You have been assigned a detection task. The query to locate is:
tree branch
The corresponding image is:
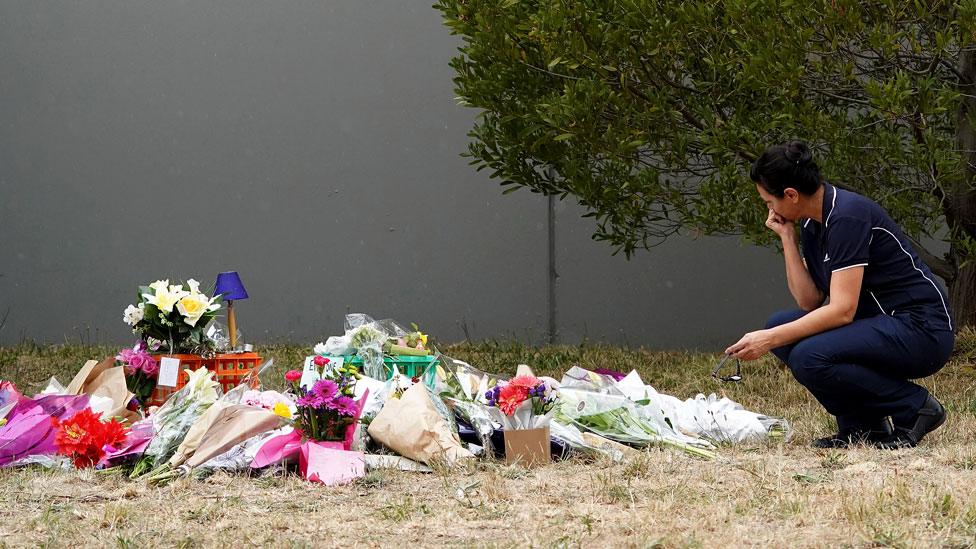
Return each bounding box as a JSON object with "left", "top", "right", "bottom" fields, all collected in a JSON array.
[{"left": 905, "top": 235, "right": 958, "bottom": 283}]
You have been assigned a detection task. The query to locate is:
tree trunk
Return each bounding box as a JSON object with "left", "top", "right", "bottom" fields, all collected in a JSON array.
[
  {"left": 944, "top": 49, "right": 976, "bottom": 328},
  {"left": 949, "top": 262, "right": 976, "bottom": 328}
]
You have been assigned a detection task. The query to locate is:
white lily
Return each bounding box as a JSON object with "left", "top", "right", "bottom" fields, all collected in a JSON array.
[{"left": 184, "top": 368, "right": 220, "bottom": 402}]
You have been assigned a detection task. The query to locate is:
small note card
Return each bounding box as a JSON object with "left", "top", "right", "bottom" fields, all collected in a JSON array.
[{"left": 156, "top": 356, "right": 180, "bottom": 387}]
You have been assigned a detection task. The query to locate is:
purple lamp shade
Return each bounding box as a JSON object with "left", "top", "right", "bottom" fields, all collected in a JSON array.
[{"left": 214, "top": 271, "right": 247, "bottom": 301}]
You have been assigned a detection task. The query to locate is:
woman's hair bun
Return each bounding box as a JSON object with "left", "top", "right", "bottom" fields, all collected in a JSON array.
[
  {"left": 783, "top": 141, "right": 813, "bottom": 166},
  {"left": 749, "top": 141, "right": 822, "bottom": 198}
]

====

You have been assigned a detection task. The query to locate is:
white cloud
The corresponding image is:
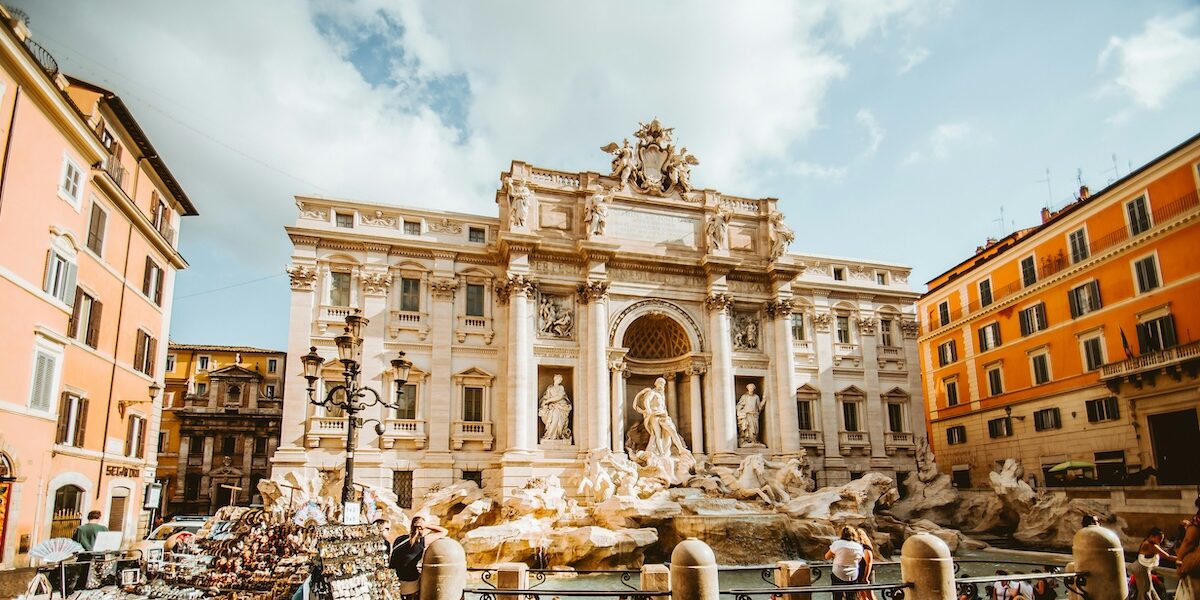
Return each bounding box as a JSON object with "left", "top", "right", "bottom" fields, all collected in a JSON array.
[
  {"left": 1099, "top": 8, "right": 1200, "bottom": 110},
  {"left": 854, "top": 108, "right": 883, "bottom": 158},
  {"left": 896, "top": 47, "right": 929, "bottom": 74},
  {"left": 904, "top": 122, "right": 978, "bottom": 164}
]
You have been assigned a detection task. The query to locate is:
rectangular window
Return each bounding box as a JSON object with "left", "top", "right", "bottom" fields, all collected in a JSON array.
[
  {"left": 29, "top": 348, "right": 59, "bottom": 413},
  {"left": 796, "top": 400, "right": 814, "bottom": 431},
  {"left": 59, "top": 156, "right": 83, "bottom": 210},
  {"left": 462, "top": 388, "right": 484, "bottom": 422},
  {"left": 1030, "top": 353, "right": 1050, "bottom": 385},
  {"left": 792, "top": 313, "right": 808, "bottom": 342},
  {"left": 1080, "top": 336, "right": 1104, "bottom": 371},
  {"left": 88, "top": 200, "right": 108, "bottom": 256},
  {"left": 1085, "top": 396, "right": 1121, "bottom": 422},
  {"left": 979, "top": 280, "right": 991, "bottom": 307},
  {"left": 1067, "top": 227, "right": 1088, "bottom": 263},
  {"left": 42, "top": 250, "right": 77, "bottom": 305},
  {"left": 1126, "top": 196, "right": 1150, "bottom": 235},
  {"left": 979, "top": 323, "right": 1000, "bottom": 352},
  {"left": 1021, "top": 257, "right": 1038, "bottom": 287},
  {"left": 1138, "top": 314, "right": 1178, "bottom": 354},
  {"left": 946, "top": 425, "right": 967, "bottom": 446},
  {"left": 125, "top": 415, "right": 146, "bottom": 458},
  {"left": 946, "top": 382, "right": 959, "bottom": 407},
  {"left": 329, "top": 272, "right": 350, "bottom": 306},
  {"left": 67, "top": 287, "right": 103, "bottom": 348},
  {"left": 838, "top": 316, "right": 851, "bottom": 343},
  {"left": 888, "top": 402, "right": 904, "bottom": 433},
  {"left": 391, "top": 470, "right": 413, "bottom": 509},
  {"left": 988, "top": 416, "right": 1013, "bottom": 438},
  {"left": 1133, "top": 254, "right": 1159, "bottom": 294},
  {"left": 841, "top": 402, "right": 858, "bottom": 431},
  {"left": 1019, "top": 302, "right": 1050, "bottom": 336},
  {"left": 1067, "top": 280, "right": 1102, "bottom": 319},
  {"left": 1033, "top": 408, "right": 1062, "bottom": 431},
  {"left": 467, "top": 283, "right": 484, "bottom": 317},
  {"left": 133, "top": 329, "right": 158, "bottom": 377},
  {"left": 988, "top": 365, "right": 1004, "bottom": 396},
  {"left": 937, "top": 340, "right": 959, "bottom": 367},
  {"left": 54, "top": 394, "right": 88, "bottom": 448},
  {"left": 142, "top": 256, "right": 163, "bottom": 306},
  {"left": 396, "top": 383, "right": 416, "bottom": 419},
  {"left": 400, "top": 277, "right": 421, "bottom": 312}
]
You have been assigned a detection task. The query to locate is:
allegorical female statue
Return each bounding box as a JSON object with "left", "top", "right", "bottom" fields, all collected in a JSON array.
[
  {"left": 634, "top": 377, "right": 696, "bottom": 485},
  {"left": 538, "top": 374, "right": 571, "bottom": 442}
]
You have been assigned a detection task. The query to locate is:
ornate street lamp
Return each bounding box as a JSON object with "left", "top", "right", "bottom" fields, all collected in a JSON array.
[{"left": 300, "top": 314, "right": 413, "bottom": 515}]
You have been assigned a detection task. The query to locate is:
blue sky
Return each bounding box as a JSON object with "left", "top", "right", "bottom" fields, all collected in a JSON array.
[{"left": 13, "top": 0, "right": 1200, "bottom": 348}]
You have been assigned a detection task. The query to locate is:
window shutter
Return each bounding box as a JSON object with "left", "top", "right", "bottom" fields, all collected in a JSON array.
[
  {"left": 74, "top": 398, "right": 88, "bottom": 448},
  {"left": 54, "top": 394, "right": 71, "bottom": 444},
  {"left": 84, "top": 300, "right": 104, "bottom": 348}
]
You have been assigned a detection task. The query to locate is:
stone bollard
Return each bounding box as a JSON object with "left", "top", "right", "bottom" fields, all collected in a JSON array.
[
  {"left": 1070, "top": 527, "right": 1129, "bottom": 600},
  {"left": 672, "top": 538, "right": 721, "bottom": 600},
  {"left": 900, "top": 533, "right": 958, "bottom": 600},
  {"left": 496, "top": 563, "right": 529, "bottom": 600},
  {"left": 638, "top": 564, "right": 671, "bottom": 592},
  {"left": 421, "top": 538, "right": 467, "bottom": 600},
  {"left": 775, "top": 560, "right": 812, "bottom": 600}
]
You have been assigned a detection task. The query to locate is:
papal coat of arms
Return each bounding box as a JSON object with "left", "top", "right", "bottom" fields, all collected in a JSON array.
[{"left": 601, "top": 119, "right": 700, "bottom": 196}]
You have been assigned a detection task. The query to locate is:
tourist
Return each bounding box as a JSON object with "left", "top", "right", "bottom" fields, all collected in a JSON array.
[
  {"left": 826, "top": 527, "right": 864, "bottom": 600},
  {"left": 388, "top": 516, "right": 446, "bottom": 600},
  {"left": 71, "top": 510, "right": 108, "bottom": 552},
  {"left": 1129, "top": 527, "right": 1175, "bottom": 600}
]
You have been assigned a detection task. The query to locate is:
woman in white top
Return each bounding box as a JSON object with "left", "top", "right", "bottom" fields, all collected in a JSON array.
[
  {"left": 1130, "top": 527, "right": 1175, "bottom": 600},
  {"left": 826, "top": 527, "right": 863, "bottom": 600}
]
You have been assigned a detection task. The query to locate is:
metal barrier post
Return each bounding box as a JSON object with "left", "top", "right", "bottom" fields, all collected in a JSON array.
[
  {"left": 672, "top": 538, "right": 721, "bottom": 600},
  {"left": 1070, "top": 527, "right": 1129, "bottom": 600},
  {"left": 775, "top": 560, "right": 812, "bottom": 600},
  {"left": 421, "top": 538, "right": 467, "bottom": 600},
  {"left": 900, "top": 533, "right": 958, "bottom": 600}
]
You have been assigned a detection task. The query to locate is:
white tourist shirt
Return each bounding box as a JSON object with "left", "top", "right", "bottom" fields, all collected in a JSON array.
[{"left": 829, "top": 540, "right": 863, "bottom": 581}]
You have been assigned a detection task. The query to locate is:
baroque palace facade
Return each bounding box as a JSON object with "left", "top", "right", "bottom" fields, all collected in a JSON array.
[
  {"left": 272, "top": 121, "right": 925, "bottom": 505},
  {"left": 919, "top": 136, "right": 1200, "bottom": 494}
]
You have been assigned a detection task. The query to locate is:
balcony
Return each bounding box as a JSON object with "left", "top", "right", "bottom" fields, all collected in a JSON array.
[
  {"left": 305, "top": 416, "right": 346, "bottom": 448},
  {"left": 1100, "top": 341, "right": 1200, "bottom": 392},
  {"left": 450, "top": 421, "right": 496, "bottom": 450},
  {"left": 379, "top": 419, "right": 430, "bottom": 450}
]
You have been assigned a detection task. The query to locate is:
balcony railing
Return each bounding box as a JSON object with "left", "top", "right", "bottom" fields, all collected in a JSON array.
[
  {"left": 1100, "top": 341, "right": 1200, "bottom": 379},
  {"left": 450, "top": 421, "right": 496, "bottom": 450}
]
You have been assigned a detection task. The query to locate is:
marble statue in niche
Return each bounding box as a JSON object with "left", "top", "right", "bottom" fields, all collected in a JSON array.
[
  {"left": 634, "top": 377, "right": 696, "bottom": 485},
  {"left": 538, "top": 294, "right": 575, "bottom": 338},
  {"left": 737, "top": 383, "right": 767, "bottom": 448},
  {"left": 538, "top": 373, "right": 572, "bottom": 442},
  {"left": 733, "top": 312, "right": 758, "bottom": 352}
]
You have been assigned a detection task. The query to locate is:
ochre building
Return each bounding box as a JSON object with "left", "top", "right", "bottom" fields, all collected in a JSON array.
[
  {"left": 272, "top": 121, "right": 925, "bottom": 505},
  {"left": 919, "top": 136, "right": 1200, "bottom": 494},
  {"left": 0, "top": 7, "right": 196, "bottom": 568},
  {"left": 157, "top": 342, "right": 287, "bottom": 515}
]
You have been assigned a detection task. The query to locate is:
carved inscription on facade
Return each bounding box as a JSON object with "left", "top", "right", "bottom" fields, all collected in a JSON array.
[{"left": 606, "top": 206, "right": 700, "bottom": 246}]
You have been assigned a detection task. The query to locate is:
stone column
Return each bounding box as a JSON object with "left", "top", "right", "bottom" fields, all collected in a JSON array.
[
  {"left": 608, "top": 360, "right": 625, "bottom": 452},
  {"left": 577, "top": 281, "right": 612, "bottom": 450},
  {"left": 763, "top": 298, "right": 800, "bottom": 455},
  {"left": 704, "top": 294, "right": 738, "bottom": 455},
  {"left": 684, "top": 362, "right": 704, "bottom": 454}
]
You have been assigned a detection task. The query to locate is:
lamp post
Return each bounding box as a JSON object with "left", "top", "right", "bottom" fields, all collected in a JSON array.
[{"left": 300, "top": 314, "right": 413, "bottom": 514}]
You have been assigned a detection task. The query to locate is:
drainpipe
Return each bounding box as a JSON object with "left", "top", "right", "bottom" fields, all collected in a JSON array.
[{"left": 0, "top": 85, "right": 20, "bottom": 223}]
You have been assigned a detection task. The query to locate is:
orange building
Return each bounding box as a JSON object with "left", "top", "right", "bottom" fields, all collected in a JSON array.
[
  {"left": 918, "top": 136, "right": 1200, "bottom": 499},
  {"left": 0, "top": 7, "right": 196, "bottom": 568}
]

====

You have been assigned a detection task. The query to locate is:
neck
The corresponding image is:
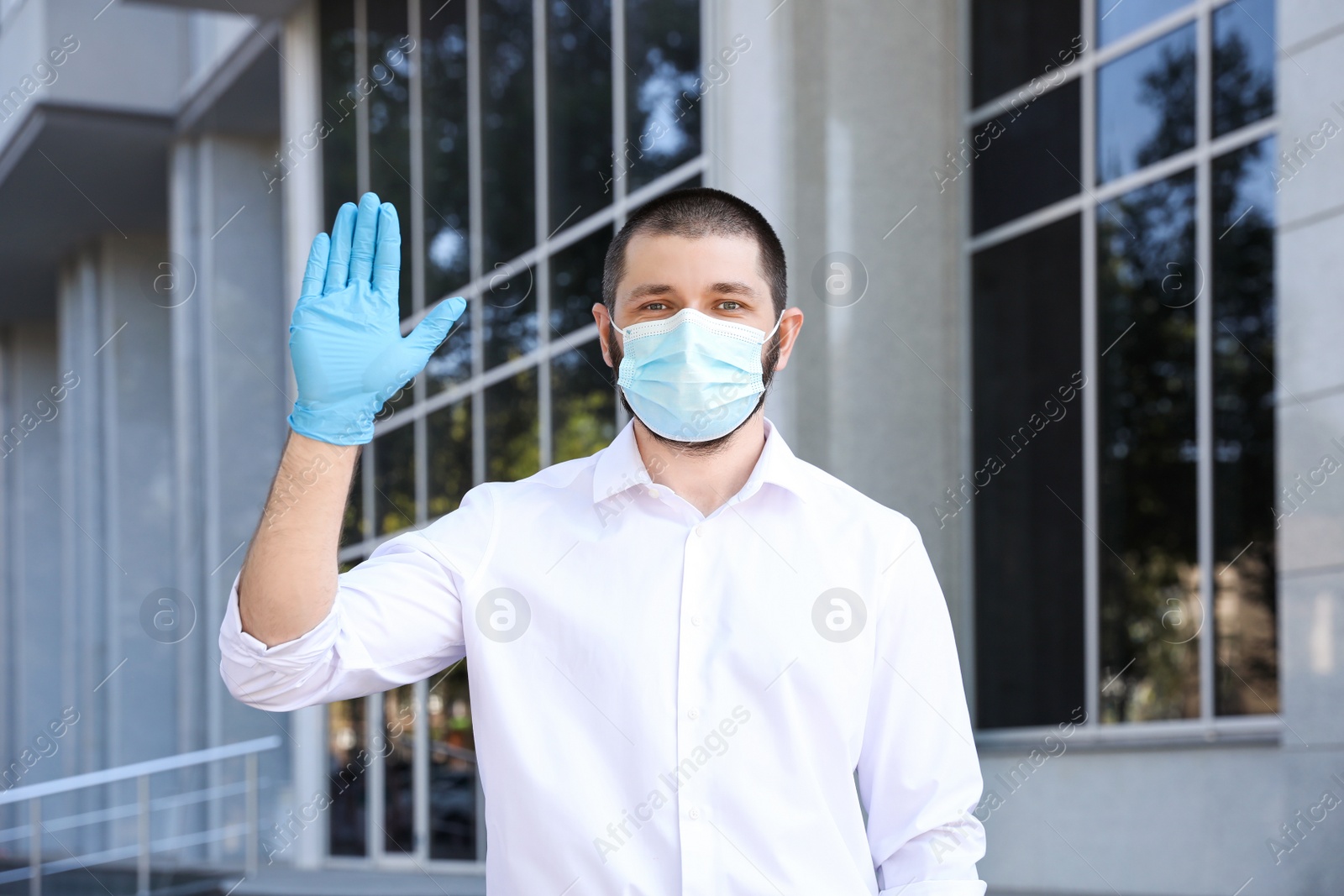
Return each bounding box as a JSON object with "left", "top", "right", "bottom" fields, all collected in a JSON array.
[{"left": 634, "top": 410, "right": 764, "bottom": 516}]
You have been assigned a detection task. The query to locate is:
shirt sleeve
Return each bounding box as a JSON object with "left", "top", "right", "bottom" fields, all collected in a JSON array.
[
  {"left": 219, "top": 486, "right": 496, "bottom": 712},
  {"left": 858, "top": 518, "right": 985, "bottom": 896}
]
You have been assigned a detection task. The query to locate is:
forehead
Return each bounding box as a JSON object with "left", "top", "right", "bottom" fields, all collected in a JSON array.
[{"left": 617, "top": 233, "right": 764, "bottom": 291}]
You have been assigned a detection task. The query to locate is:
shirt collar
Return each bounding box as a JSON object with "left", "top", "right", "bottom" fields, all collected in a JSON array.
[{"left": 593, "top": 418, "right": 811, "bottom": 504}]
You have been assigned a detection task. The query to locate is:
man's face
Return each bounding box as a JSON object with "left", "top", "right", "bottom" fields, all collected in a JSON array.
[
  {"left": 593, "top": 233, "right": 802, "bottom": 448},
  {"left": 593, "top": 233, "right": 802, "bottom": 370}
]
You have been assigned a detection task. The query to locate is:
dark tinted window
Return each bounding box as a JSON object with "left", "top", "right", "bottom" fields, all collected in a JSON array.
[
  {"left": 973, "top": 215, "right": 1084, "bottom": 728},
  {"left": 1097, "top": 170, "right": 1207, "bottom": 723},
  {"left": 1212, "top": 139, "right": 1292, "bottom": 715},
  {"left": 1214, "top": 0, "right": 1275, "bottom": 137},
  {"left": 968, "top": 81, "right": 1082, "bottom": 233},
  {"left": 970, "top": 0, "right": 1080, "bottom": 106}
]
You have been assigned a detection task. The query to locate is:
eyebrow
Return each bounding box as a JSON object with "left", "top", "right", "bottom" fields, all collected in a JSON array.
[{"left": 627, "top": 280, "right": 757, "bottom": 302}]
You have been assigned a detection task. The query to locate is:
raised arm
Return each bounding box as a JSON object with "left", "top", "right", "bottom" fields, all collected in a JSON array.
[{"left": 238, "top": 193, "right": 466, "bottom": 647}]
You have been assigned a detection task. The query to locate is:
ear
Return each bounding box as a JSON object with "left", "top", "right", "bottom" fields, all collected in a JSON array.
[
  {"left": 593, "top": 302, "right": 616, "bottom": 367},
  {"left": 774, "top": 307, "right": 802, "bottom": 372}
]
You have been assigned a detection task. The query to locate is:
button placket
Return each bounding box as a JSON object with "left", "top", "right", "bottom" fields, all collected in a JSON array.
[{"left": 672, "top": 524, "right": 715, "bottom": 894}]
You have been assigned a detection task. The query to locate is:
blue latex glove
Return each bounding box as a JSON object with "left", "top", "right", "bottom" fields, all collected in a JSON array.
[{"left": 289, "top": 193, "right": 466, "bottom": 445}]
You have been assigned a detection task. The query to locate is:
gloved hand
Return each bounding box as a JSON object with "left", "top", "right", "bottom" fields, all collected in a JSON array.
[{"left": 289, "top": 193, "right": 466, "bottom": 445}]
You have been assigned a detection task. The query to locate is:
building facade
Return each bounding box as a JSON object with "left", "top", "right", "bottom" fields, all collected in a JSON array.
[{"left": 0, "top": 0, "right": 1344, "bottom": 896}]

====

### Given task
Find every line in the records above that contains the word "shirt" and copy each of those lines.

### Finished exercise
white tourist shirt
shirt sleeve
shirt collar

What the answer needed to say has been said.